Sundance ’11: Saddam’s Crazy Kid, and Crazy Love
If you want to win an Oscar, play a crazy ol’ despot. Forest Whitaker did it with “The Last King of Scotland.” Christoph Waltz did it with “Inglourious Basterds.”
Now Dominic Cooper, the up and coming young British actor, knocked the Sundance crowd out last night playing Uday Hussein, the now dead (thank god) son of Saddam in “The Devil’s Double.”
The Lee Tamahori film is like “Scarface” in the desert. Cooper plays not only Uday, but Latif Yahia, the man who was forced to be Uday’s double during the wild days of the Saddam reign of terror leading up to the Gulf War.
This is no “Patty Duke” show. Cooper is mesmerizing in both roles, often on screen together. Latif–at least in this film–is thoughtful, has a conscious, even realizes early on that Uday is, as he says, “a psychotic.”
Uday is a delicious character. He rapes, pillages, and tortures. He is amoral sort of beyond the pale. Cooper never turns him into a cartoon, although by the time we see Uday and his mother watching TV in bed together, we’ve almost jumped the shark. Luckily, the Americans arrive in 1991. Uday is maimed–great scene –and eventually dies in 2003 when Saddam is finally deposed.

Stated problem 1 -
In the Sundance review, who directed "The Devil's Double"?
Stated problem 2 -
Please condense the paragraph of the Sundance review that begins "The Lee Tamahori film is like" into one shorter sentence that keeps its main facts.
Stated problem 3 -
Reproduce the Sundance review word for word, starting at "Now Dominic Cooper, the" and ending at "the Gulf War.".

Given data -
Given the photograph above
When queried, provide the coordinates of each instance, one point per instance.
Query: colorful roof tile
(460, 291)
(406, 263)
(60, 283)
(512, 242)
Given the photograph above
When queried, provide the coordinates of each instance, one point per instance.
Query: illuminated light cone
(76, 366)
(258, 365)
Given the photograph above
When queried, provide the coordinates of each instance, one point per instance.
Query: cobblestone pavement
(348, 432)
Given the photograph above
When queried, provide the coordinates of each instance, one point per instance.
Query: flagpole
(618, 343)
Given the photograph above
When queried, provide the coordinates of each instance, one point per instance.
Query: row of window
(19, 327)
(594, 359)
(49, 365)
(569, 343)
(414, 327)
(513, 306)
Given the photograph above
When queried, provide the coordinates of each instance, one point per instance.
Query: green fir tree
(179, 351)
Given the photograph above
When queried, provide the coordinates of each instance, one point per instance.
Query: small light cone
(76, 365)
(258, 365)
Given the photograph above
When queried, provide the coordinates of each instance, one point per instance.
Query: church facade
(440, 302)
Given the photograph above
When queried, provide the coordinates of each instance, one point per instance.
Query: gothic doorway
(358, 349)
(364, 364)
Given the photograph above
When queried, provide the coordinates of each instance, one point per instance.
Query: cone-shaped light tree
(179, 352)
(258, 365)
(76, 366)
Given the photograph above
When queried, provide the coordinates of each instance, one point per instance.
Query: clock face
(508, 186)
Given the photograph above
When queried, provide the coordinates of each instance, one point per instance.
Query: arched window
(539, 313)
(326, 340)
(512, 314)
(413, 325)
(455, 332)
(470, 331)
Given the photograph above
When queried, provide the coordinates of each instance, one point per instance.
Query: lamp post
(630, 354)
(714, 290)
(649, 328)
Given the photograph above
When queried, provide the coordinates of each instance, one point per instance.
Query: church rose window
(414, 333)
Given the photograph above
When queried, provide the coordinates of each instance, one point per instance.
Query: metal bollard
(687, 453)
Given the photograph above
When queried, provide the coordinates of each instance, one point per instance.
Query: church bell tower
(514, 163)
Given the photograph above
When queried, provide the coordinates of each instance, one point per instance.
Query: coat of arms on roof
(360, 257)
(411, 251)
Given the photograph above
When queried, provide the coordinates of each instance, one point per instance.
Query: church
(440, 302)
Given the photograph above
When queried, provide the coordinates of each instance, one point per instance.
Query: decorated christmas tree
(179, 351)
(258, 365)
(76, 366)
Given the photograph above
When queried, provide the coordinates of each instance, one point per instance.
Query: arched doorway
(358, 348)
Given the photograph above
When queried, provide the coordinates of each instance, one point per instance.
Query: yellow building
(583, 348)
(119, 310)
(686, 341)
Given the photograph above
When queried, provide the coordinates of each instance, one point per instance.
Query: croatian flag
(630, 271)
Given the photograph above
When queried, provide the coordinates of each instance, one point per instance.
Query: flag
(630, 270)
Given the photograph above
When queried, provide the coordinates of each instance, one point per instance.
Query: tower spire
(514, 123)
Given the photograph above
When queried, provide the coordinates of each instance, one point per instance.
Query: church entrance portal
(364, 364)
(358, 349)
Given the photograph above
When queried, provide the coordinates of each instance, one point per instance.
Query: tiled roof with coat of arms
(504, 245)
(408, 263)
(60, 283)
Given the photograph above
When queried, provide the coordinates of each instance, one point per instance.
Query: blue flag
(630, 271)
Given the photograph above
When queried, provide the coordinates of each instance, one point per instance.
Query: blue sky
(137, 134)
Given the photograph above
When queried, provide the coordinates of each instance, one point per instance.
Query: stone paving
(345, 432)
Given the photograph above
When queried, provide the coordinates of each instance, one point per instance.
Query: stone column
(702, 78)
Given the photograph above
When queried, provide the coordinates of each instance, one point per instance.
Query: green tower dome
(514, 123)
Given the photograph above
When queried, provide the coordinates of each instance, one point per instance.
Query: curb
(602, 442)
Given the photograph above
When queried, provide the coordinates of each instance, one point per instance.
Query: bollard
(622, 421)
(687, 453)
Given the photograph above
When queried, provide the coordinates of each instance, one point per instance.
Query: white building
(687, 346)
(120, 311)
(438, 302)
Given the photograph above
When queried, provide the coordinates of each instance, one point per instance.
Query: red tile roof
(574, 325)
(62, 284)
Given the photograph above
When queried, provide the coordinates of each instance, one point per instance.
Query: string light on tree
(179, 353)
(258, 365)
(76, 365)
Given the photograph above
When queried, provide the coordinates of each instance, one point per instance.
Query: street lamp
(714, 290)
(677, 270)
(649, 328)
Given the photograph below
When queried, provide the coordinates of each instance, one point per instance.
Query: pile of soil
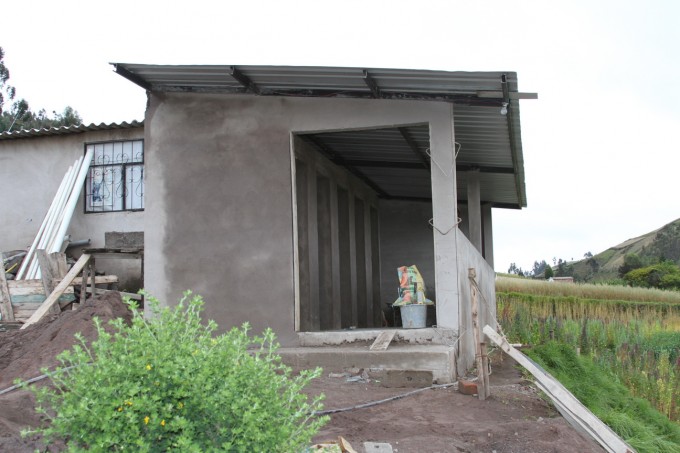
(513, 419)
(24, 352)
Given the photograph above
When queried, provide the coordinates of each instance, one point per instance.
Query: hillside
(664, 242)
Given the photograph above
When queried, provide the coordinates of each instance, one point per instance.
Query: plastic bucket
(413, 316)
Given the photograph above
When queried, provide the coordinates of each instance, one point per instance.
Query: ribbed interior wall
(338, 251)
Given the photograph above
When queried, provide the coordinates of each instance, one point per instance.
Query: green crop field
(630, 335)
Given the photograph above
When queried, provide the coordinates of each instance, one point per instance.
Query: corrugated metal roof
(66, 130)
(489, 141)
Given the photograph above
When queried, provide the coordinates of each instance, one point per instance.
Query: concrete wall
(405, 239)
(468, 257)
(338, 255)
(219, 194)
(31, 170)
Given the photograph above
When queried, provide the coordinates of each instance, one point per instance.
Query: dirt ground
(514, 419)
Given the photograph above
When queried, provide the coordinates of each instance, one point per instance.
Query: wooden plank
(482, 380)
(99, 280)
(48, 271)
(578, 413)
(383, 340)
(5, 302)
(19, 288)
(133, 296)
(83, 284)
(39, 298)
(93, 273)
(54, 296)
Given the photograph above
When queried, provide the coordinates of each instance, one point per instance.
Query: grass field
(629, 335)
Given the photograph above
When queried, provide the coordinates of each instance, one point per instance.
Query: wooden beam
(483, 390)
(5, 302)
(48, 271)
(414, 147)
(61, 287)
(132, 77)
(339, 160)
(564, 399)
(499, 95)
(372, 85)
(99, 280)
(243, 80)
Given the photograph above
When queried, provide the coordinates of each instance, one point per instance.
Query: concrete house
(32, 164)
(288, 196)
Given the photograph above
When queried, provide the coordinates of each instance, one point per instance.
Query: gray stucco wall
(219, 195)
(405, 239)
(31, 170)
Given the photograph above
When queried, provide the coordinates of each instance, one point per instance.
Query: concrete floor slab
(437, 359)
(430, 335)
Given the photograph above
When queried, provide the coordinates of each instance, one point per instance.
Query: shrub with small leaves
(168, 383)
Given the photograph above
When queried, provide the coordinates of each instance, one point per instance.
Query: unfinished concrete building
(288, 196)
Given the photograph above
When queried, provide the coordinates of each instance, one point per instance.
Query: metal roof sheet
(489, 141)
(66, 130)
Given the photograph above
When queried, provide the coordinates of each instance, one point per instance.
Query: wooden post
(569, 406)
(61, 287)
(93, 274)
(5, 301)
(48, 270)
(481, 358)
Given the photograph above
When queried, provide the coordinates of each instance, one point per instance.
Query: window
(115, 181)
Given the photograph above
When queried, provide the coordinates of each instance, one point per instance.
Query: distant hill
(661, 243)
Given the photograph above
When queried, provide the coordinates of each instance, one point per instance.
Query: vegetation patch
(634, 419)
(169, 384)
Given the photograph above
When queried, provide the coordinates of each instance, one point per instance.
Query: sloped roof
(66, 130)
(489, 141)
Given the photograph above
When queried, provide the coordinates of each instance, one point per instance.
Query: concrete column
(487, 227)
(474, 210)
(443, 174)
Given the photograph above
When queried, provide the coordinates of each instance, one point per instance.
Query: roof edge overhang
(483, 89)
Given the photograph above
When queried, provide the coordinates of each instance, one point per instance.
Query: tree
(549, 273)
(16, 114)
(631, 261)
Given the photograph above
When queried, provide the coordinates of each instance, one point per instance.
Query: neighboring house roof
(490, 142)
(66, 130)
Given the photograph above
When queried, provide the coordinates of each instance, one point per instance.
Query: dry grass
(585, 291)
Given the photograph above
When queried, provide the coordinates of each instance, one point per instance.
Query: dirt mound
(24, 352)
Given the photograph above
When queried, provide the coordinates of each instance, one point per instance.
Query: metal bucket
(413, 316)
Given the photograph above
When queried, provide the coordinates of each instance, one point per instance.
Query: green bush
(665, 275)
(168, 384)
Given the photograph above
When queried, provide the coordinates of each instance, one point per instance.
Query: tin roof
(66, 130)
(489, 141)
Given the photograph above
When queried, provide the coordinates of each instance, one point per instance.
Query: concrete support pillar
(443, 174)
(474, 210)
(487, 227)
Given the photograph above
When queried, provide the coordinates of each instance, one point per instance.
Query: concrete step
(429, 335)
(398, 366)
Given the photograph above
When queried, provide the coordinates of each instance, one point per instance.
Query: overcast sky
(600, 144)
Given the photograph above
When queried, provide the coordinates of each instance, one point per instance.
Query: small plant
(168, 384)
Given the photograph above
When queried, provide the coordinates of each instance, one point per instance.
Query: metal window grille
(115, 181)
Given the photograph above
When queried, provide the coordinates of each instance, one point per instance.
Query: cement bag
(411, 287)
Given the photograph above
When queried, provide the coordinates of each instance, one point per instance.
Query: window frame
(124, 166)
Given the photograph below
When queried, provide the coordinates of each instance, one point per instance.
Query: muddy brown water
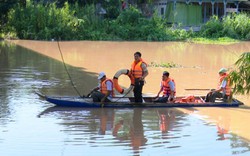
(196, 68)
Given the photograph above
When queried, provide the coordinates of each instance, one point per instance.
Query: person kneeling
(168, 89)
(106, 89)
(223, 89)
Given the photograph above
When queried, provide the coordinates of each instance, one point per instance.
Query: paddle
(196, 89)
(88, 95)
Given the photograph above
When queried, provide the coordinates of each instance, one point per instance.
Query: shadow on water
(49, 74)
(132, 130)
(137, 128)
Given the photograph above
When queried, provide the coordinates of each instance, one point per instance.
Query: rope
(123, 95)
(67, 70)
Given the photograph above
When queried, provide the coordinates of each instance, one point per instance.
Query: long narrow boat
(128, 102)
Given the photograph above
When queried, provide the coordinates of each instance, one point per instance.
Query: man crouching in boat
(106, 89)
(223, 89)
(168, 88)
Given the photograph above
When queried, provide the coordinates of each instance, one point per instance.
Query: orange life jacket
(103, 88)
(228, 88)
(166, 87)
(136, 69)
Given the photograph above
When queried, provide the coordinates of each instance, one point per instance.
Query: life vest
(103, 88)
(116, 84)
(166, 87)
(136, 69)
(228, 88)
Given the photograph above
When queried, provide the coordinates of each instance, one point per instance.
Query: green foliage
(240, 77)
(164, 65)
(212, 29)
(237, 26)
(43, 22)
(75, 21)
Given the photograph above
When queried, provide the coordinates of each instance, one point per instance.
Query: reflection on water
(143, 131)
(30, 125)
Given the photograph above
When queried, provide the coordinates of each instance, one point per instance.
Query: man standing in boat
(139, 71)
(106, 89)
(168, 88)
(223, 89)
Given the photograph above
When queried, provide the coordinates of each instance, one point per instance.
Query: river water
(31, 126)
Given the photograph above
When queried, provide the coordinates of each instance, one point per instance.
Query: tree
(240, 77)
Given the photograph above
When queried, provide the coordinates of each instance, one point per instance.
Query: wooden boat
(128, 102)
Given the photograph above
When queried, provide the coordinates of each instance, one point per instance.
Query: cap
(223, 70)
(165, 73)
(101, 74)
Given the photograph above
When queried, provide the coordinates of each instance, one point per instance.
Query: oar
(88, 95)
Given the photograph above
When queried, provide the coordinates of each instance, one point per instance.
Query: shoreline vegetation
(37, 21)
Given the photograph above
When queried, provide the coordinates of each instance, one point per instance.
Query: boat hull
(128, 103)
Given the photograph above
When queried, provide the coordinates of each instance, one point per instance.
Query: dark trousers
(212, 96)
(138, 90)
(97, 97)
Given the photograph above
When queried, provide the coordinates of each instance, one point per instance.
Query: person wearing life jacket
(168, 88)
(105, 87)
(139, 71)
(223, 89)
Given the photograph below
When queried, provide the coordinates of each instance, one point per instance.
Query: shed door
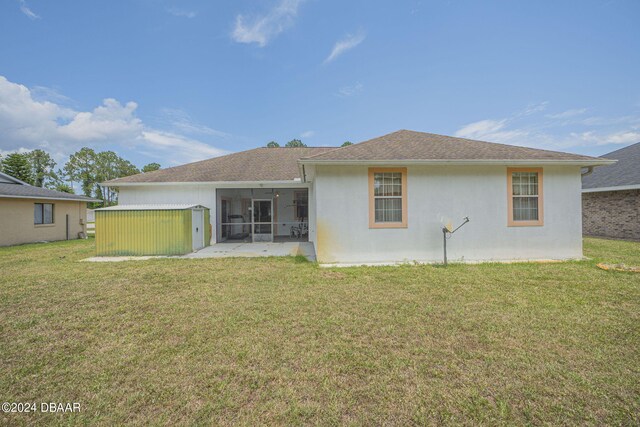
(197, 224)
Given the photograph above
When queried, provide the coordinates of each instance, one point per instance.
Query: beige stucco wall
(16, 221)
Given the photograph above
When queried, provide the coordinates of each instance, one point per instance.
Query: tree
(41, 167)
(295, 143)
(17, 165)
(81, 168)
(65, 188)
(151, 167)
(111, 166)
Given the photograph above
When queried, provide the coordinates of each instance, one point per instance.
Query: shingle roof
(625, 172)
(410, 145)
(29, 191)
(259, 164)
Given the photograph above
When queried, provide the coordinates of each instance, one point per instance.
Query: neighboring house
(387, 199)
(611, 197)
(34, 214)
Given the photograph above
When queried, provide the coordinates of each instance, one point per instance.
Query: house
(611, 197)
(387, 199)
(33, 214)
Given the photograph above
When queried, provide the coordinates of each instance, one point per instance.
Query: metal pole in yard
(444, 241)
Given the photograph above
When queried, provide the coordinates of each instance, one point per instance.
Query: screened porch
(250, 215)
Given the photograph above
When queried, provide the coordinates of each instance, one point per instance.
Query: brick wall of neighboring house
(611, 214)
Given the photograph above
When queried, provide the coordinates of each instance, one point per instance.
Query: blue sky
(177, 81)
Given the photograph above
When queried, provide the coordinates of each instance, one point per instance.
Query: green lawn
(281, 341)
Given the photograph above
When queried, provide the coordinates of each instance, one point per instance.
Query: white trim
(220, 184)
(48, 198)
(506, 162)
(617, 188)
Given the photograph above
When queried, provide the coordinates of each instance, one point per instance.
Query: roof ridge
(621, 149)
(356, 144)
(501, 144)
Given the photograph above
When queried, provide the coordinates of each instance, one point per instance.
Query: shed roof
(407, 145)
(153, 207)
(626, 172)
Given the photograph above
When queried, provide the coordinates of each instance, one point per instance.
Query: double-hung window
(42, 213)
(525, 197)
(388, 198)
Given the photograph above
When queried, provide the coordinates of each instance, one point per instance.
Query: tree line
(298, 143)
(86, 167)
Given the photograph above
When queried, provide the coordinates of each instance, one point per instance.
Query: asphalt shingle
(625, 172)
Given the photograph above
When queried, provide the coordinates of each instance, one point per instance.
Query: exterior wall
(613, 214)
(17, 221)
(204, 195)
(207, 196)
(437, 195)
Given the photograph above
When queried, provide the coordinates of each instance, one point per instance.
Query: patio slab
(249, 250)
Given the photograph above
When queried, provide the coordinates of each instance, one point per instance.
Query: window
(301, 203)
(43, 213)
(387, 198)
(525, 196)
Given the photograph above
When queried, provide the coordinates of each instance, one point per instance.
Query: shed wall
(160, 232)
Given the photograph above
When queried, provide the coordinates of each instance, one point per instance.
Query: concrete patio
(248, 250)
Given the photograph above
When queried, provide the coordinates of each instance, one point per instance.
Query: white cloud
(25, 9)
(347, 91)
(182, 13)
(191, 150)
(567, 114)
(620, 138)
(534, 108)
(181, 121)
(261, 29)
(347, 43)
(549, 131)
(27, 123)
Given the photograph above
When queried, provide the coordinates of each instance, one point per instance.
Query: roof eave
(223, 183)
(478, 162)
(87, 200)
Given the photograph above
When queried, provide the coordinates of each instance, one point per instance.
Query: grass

Written answer 1 -
Lee Tamahori

Written answer 2 -
Lee Tamahori's film, a desert "Scarface," has Cooper playing both Uday and Latif Yahia, the man forced to serve as Uday's double during Saddam's reign of terror before the Gulf War.

Written answer 3 -
Now Dominic Cooper, the up and coming young British actor, knocked the Sundance crowd out last night playing Uday Hussein, the now dead (thank god) son of Saddam in “The Devil’s Double.”
The Lee Tamahori film is like “Scarface” in the desert. Cooper plays not only Uday, but Latif Yahia, the man who was forced to be Uday’s double during the wild days of the Saddam reign of terror leading up to the Gulf War.